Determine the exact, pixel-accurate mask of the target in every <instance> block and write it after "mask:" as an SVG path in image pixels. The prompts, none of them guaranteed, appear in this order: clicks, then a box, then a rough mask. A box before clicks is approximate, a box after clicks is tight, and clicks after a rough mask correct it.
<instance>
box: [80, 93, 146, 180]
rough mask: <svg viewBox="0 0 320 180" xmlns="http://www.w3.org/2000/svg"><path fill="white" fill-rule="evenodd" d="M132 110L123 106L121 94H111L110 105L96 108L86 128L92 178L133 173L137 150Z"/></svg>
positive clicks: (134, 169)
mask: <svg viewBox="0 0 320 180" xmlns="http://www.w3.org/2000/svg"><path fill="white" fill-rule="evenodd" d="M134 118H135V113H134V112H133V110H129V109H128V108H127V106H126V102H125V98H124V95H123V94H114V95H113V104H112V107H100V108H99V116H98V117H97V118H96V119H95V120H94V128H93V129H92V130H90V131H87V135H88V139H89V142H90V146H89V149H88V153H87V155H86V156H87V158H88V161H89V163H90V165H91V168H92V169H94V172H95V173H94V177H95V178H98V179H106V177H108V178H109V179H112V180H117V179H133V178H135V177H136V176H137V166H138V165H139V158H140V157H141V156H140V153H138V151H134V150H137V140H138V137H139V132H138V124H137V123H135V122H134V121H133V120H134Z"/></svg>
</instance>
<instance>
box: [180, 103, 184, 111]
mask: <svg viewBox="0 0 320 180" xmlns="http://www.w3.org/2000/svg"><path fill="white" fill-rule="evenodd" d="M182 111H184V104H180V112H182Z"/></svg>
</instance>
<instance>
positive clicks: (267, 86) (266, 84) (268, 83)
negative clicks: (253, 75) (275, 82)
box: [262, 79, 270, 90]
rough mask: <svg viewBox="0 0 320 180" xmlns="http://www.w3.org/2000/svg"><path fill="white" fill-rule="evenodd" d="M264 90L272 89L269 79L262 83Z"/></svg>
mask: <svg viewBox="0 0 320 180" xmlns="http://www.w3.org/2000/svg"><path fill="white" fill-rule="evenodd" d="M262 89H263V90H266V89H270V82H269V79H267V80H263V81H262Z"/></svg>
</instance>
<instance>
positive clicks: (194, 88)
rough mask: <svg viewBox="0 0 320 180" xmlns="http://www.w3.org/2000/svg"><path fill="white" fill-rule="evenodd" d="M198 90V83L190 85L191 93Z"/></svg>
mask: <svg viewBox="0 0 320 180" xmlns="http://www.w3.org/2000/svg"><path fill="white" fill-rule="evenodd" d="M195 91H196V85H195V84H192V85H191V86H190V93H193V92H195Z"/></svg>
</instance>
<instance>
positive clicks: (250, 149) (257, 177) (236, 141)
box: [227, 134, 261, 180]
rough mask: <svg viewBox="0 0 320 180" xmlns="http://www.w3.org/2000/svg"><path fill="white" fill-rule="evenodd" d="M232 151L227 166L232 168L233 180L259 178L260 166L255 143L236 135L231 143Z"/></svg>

→ **Task description**
Taking the entries above, print exactly the lines starting at the line with "box: [80, 93, 146, 180]" and ending at the line with "110L123 106L121 94H111L110", both included.

→ **Task output**
box: [80, 93, 146, 180]
rough mask: <svg viewBox="0 0 320 180" xmlns="http://www.w3.org/2000/svg"><path fill="white" fill-rule="evenodd" d="M132 110L123 106L121 94H111L110 105L96 108L86 128L92 178L133 173L137 150Z"/></svg>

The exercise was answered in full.